§ REQUIREMENTS
Output all of the data below exactly as given.

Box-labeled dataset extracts
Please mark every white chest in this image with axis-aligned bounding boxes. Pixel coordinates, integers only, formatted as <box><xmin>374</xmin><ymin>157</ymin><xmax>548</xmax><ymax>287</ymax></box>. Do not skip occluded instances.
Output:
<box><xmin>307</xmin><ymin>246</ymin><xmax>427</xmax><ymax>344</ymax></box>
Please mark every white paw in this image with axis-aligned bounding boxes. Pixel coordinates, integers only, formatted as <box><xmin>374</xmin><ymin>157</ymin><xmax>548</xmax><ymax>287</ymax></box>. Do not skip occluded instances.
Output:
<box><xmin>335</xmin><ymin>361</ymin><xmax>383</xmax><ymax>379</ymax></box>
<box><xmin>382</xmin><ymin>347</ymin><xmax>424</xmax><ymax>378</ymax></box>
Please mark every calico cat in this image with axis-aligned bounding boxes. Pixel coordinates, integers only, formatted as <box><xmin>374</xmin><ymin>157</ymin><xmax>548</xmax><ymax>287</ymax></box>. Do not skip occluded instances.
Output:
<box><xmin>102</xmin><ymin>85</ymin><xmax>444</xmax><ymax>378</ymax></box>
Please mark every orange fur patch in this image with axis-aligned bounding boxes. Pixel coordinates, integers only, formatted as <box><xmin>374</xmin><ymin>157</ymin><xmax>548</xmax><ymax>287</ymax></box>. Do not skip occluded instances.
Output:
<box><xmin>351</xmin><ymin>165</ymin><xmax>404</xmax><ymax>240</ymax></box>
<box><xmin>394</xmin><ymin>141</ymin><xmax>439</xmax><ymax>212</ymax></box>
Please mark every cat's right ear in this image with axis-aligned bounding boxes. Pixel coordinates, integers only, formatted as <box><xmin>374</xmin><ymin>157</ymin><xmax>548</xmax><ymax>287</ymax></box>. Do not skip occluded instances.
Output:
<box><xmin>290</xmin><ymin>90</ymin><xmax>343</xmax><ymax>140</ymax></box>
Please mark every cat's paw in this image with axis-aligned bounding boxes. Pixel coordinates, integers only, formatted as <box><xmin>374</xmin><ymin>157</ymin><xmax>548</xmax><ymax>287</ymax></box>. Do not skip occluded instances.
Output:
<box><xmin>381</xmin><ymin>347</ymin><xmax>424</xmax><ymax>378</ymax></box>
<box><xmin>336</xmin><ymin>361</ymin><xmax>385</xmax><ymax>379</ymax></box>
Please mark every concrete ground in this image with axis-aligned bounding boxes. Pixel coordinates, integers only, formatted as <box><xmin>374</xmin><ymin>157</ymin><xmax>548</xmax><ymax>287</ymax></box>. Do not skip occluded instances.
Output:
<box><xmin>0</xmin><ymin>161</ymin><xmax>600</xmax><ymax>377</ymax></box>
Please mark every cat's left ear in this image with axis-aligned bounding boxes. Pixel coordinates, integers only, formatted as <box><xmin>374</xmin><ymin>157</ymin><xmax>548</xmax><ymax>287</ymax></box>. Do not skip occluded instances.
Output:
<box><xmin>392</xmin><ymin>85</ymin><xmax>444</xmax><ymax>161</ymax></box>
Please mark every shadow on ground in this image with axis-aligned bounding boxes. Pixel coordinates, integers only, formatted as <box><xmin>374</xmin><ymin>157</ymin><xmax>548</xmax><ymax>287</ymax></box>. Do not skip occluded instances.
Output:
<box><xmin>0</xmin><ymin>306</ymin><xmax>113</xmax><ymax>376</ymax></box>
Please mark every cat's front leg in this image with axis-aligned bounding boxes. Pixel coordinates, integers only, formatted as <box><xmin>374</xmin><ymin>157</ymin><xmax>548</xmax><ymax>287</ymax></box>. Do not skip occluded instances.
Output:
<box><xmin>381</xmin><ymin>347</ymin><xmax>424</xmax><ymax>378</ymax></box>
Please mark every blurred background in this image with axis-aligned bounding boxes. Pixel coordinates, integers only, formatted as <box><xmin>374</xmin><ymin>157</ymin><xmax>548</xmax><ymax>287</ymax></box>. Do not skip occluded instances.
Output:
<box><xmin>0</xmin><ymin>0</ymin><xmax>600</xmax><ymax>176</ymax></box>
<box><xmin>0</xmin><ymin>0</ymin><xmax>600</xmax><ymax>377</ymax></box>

§ FINAL ANSWER
Please mark every white chest in this image with axis-aligned bounding boxes. Pixel coordinates, integers only, formatted as <box><xmin>374</xmin><ymin>157</ymin><xmax>548</xmax><ymax>287</ymax></box>. Do not skip occluded instances.
Output:
<box><xmin>307</xmin><ymin>246</ymin><xmax>427</xmax><ymax>344</ymax></box>
Please mark every white paw in this image with axis-aligned bounding boxes. Pixel coordinates, integers only, formatted as <box><xmin>374</xmin><ymin>157</ymin><xmax>548</xmax><ymax>287</ymax></box>. Do not skip occluded instances.
Output:
<box><xmin>335</xmin><ymin>361</ymin><xmax>383</xmax><ymax>379</ymax></box>
<box><xmin>382</xmin><ymin>347</ymin><xmax>424</xmax><ymax>378</ymax></box>
Please mark every calico cat in this image with axis-aligned bounding boxes. Pixel coordinates, integers only, formatted as <box><xmin>374</xmin><ymin>157</ymin><xmax>548</xmax><ymax>287</ymax></box>. Do not skip occluded instances.
Output:
<box><xmin>102</xmin><ymin>85</ymin><xmax>444</xmax><ymax>378</ymax></box>
Please mark every orange fur patch in this image with axis-aligned bounding boxes. Pixel coordinates, integers only, formatted as <box><xmin>374</xmin><ymin>157</ymin><xmax>548</xmax><ymax>287</ymax></box>. Do not skip occluded instances.
Output:
<box><xmin>351</xmin><ymin>165</ymin><xmax>404</xmax><ymax>240</ymax></box>
<box><xmin>394</xmin><ymin>141</ymin><xmax>439</xmax><ymax>212</ymax></box>
Please mark every cat's right ear in this image with axis-aligned bounding boxes. Pixel coordinates, integers only, formatted as <box><xmin>374</xmin><ymin>157</ymin><xmax>548</xmax><ymax>287</ymax></box>. Do not skip occluded instances.
Output:
<box><xmin>290</xmin><ymin>90</ymin><xmax>343</xmax><ymax>140</ymax></box>
Please mark every cat's paw in this image with axis-aligned bounding boxes. Pixel coordinates, integers only, formatted as <box><xmin>374</xmin><ymin>157</ymin><xmax>548</xmax><ymax>287</ymax></box>. Do not skip occluded instances.
Output:
<box><xmin>381</xmin><ymin>347</ymin><xmax>424</xmax><ymax>378</ymax></box>
<box><xmin>336</xmin><ymin>361</ymin><xmax>385</xmax><ymax>379</ymax></box>
Please mark every concrete ground in this image with axis-aligned bounding boxes. Pixel coordinates, integers only, formatted as <box><xmin>374</xmin><ymin>157</ymin><xmax>548</xmax><ymax>287</ymax></box>. Do not skip occluded instances.
Output:
<box><xmin>0</xmin><ymin>161</ymin><xmax>600</xmax><ymax>377</ymax></box>
Please mark every cat's left ear in this image with axis-aligned bounding boxes. Pixel coordinates, integers only, formatted as <box><xmin>374</xmin><ymin>157</ymin><xmax>548</xmax><ymax>287</ymax></box>. Do not skip occluded instances.
Output:
<box><xmin>392</xmin><ymin>85</ymin><xmax>444</xmax><ymax>161</ymax></box>
Please mark every shadow on ground in this image with axis-aligned bounding boxes. Pixel coordinates, integers only, formatted as <box><xmin>374</xmin><ymin>157</ymin><xmax>548</xmax><ymax>287</ymax></box>. Do not skip occluded instances.
Output:
<box><xmin>0</xmin><ymin>306</ymin><xmax>113</xmax><ymax>376</ymax></box>
Please mark every cat's front leg in this image with axis-aligned bounding boxes. Pixel coordinates, integers only, formatted as <box><xmin>374</xmin><ymin>157</ymin><xmax>548</xmax><ymax>287</ymax></box>. Do not skip occluded instances.
Output:
<box><xmin>381</xmin><ymin>347</ymin><xmax>424</xmax><ymax>378</ymax></box>
Please mark every blurred background in this image with axis-aligned bounding boxes. Pixel coordinates, integers only, formatted as <box><xmin>374</xmin><ymin>157</ymin><xmax>548</xmax><ymax>287</ymax></box>. Do not skip occluded instances.
Output:
<box><xmin>0</xmin><ymin>0</ymin><xmax>600</xmax><ymax>176</ymax></box>
<box><xmin>0</xmin><ymin>0</ymin><xmax>600</xmax><ymax>377</ymax></box>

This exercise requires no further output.